***** Dataset extract

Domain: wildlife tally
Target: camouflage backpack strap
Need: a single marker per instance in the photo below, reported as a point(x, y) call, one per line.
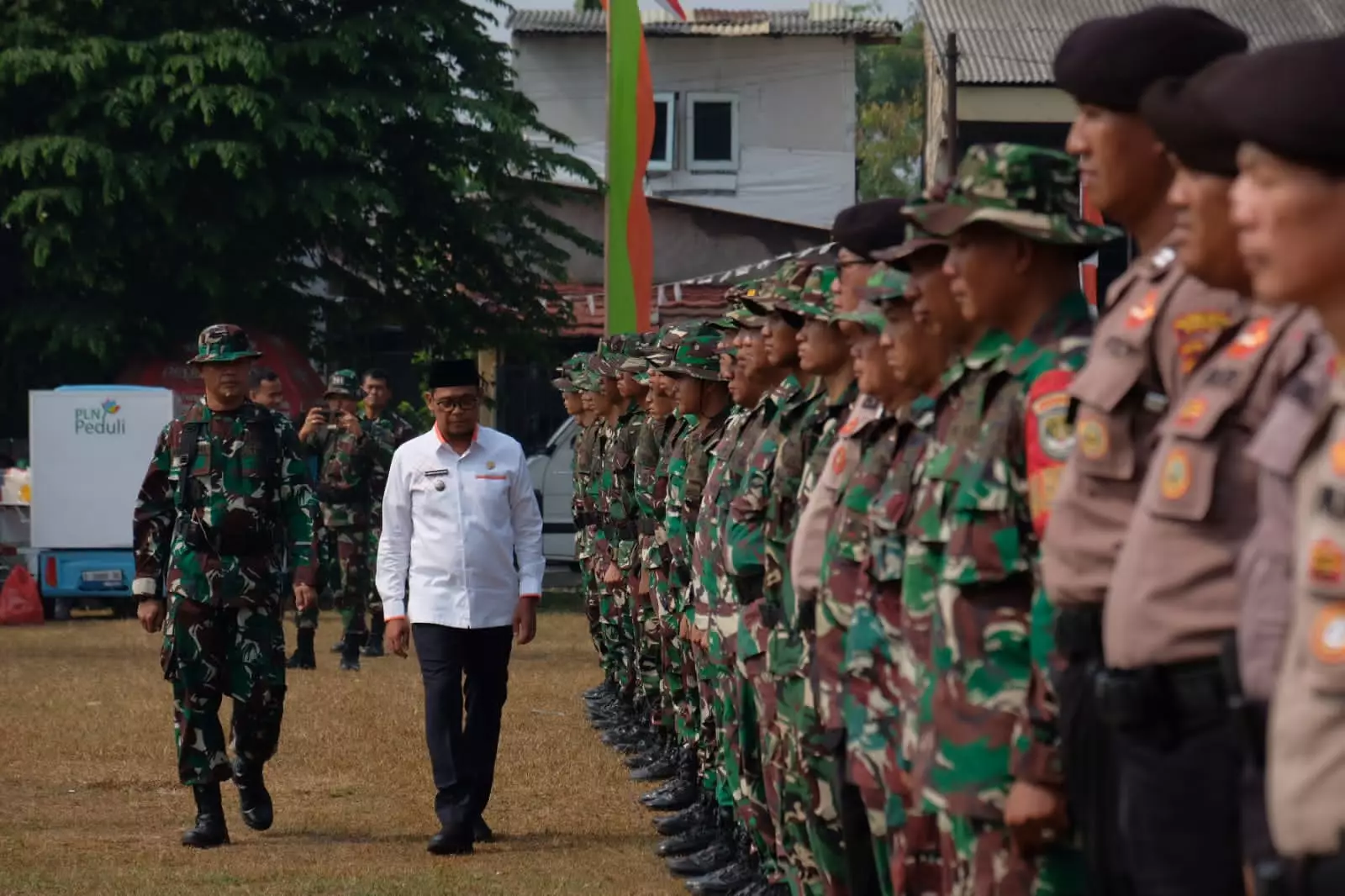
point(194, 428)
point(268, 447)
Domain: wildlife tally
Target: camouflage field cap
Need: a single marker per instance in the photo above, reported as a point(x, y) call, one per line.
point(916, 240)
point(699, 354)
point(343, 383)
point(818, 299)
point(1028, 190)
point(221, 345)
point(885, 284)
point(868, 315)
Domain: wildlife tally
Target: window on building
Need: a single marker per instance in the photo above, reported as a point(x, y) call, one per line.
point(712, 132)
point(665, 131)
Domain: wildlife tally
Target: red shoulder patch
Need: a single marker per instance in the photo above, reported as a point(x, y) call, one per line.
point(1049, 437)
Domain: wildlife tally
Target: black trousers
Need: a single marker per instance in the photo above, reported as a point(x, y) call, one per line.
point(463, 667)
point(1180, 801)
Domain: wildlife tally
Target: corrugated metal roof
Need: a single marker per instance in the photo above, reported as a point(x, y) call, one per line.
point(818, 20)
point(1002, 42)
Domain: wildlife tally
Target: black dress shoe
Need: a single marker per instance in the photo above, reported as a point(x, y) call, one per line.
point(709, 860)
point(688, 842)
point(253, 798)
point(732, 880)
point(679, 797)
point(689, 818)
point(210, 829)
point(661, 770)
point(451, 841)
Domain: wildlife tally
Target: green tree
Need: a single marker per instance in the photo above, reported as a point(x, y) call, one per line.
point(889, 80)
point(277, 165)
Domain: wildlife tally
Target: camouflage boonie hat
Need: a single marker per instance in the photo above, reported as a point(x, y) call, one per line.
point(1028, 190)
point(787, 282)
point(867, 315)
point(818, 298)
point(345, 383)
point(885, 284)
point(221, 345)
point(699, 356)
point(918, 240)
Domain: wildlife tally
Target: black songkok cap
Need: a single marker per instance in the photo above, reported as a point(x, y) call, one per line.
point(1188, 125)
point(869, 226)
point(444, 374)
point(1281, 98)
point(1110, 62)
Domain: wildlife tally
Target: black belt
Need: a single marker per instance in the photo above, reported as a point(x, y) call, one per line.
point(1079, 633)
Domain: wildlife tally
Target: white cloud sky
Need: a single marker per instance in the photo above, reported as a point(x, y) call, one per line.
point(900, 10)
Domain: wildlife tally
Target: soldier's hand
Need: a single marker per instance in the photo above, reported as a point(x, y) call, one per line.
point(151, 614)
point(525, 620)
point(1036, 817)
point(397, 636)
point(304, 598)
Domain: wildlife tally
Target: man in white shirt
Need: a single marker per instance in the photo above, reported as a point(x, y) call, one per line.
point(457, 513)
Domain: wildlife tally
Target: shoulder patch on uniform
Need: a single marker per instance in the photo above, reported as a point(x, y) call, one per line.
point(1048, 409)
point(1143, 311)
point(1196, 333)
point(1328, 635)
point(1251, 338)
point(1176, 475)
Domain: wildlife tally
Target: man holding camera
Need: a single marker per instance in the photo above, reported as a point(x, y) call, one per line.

**********

### What to produce
Rewrite all the records with "wildlife tally" changed to "field survey" and nothing else altered. Leave the pictures out of your answer.

### Exercise result
Domain: field survey
Target: camouflage backpack strap
Need: a single marker per instance in the photo below, reported as a point(x, y) call, one per line.
point(194, 428)
point(268, 447)
Domain: field survey
Target: camouflage field cap
Need: a single marker per instance in the photo above, reported as a point(x, y) call, one per line.
point(916, 240)
point(699, 354)
point(343, 383)
point(818, 299)
point(1028, 190)
point(221, 345)
point(885, 284)
point(868, 315)
Domain: field survey
Target: window on building
Need: a single marker per instance in the photo above, reported as a point(x, y) call, one per line.
point(712, 132)
point(665, 131)
Domain: field survey
Target: red shoulder patch
Need: a single marker per instance in the photo above, reported as a point(x, y) call, one per line.
point(1049, 437)
Domain: field survey
Target: black trousers
Need: a single marker per instance in the photo above, reported as a point(x, y) call, one per line.
point(463, 667)
point(1180, 801)
Domain: field survey
Target: corrugated metal roof
Need: a single marker per instance in the photo above, reported as a point(x, y) call, one per line.
point(818, 20)
point(1002, 42)
Domain: field survey
Target: black dress shoe
Need: a single marker per instance in the photo above, reported as a point(x, y) call, one per line.
point(709, 860)
point(688, 842)
point(253, 798)
point(732, 880)
point(679, 797)
point(689, 818)
point(210, 829)
point(661, 770)
point(451, 841)
Domain: field survey
Target: green tree
Need: a single marker per instance in the photo above, reported as a point(x, y) call, one per line.
point(889, 80)
point(277, 165)
Domain: field survey
Target: camouflage boonie hat
Need: a single marker per instance in the photo above, reported as a point(x, y) call, one per line.
point(1028, 190)
point(787, 282)
point(867, 315)
point(818, 298)
point(345, 383)
point(885, 284)
point(221, 345)
point(699, 356)
point(918, 240)
Domain: field survey
Target: black songkok cap
Need: a single marker per instance in the photo above, reported as a point(x, y) call, one per line.
point(1188, 125)
point(869, 226)
point(444, 374)
point(1281, 98)
point(1110, 62)
Domain: field survey
Target: black belt
Need: a single marker per instance in the photo above, reported as a point(x, y) call, one per line.
point(1079, 633)
Domain: field survey
Target: white cloud sky
Need: a single marker per instance in the photo above, reported as a point(x, y) call, one per line.
point(900, 10)
Domain: field survey
Target: soldier's hand
Need: a single marker per instance in the photo above, reported as a point(x, y) call, one per line.
point(151, 614)
point(525, 620)
point(1036, 817)
point(397, 636)
point(304, 598)
Domain: field survey
Target: man in white shirt
Need: a single marker per instance in the photo above, reported as a point(x, y) call, one per line.
point(457, 513)
Domain: field survey
Target: shoulder patch on uniform
Need: a single marker per instance in the photo above, reported as a point(x, y) call, one per line.
point(1048, 409)
point(1143, 311)
point(1196, 333)
point(1328, 635)
point(1251, 338)
point(1176, 475)
Domain: field survey
Target: man holding camera
Need: a single marker per instance in the photo above, reported as a point(x, y) call, one per line.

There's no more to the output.